(AUFGABEN):
1) Welcher Betrag ist laut dem Artikel zu Hartz IV für Schulmaterial vorgesehen?
2) Übertragen Sie aus dem Artikel zu Hartz IV den Abschnitt von „An diesem Freitag“ bis „die Jobcenter heißen.“ wortgetreu.
3) Führen Sie den Artikel zu Hartz IV ab seinem letzten Satz weiter.

(ZITIERTER TEXT):
********

Meins oder Deins

Hartz IV Die Wut der Gebenden ist ebenso real wie das Murren der Empfangenden. Der Sozialstaat muss vom Kopf auf die Füße gestellt werden

An diesem Freitag werden sich die Experten für Sozialgesetzgebung treffen, die es in Regierung und Opposition gibt. Es sind nicht viele, die Ahnung davon haben. Die Sozialgesetze sind kompliziert geworden und werden immer komplizierter. Am Freitag wollen die Experten über Hartz IV reden: Kein Geld mehr für Zigaretten und Alkohol. 2,99 Euro zusätzlich für Mineralwasser. 30 Euro im Jahr für Klassenfahrten. 100 Euro für Schulmaterial. Und 120 Euro für Musik und Freizeit. Alles im Einzelfall zu überprüfen und zu genehmigen von den Mitarbeitern in den Behörden, die Jobcenter heißen.

Mit der Vermittlung von Arbeit haben die allerdings immer weniger zu tun. Für Millionen von Menschen sind sie zu zen­tralen Stellen der allgemeinen Existenzverwaltung geworden. Adresse für alle Wünsche und – in zunehmendem Maße – für Klagen. Aber wenn es am Freitag um die 42. Hartz-IV-Gesetzesnovelle innerhalb von sechs Jahren geht, dann wird die Regierung nur versuchen, den Geldhahn geschlossen zu halten, und die Opposition wird nur versuchen, ihn ein Stück weiter zu öffnen. Es wird um eine Handvoll Euro mehr oder weniger gehen. Und nicht um die Frage, wie ein Sozialstaat zu reformieren wäre, der niemanden glücklich macht. Weder die Gebenden noch die Empfangenden.

********

(ANGEZEIGTE DATEN):
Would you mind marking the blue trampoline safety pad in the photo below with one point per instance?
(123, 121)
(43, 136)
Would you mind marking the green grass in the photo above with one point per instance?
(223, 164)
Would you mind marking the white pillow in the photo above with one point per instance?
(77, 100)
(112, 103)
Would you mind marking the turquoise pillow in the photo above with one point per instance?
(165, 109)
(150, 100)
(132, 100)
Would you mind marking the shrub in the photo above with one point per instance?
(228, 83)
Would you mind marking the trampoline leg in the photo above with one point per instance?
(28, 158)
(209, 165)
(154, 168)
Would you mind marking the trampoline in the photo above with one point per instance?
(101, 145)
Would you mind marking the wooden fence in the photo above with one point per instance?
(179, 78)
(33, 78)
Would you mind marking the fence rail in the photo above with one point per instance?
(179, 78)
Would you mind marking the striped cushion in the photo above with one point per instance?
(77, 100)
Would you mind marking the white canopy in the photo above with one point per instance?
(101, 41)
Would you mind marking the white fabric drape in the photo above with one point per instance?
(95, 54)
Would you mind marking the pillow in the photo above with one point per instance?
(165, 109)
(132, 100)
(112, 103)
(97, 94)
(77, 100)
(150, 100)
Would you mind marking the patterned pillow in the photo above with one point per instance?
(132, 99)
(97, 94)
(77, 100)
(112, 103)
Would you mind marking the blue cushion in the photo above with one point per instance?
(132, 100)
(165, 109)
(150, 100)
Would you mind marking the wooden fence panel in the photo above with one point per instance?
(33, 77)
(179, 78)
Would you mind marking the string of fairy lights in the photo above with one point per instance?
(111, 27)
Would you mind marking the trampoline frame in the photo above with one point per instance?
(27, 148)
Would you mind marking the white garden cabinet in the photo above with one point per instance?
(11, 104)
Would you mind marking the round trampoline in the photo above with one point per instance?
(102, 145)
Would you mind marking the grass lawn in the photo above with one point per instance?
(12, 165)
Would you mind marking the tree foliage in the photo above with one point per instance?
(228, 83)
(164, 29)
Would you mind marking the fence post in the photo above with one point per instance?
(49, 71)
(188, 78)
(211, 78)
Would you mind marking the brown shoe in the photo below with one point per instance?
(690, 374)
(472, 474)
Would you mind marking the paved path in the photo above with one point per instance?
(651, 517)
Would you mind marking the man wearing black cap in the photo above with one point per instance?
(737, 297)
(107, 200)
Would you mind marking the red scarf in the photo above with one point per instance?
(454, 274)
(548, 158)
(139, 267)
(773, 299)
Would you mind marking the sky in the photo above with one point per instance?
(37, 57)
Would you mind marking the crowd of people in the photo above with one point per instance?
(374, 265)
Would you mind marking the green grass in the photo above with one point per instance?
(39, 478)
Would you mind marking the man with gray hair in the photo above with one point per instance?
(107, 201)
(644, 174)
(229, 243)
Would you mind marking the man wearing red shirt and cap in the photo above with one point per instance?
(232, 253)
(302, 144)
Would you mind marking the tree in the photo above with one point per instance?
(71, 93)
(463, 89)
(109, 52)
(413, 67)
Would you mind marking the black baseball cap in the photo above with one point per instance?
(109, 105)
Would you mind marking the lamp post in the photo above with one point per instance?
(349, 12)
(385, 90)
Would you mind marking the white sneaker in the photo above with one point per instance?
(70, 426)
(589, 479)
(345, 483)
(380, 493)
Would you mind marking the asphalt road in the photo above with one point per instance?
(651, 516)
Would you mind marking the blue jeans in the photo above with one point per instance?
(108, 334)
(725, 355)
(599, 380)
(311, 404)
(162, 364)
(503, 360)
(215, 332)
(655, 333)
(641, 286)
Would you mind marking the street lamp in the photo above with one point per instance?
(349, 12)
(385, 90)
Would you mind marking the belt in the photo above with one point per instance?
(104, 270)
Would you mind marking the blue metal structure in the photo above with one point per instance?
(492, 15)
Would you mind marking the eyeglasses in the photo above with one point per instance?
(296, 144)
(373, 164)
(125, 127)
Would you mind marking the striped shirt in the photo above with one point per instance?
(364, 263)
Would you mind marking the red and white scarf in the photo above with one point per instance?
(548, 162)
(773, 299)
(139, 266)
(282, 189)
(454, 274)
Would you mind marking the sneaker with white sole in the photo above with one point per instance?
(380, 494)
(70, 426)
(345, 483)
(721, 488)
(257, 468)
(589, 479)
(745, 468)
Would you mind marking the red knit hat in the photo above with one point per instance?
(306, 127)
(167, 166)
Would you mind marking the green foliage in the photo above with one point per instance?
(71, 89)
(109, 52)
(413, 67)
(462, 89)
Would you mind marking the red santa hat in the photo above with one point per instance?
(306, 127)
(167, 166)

********

(LÖSUNGEN):
1) 100 Euro.

2)
An diesem Freitag werden sich die Experten für Sozialgesetzgebung treffen, die es in Regierung und Opposition gibt. Es sind nicht viele, die Ahnung davon haben. Die Sozialgesetze sind kompliziert geworden und werden immer komplizierter. Am Freitag wollen die Experten über Hartz IV reden: Kein Geld mehr für Zigaretten und Alkohol. 2,99 Euro zusätzlich für Mineralwasser. 30 Euro im Jahr für Klassenfahrten. 100 Euro für Schulmaterial. Und 120 Euro für Musik und Freizeit. Alles im Einzelfall zu überprüfen und zu genehmigen von den Mitarbeitern in den Behörden, die Jobcenter heißen.

3)
Seit es Hartz IV gibt, so wird geschätzt, soll es eine halbe Million Klagen und mehr als vier Millionen Widerspruchsverfahren gegeben haben. Vor Gericht wird endlos um die zahllosen Irrigkeiten des Sozialgesetzbuches gestritten, warum der Staat zwar das Gas zum Heizen zahlt, aber nicht das Gas zum Kochen. Die Anwälte leben ganz gut davon, die Bedürftigen gewinnen an Geld zumeist nicht viel. Aber vielleicht an Würde. Man darf ja die Fülle an Hartz- IV-Klagen als Versuch der Wiederaneignung von Würde verstehen.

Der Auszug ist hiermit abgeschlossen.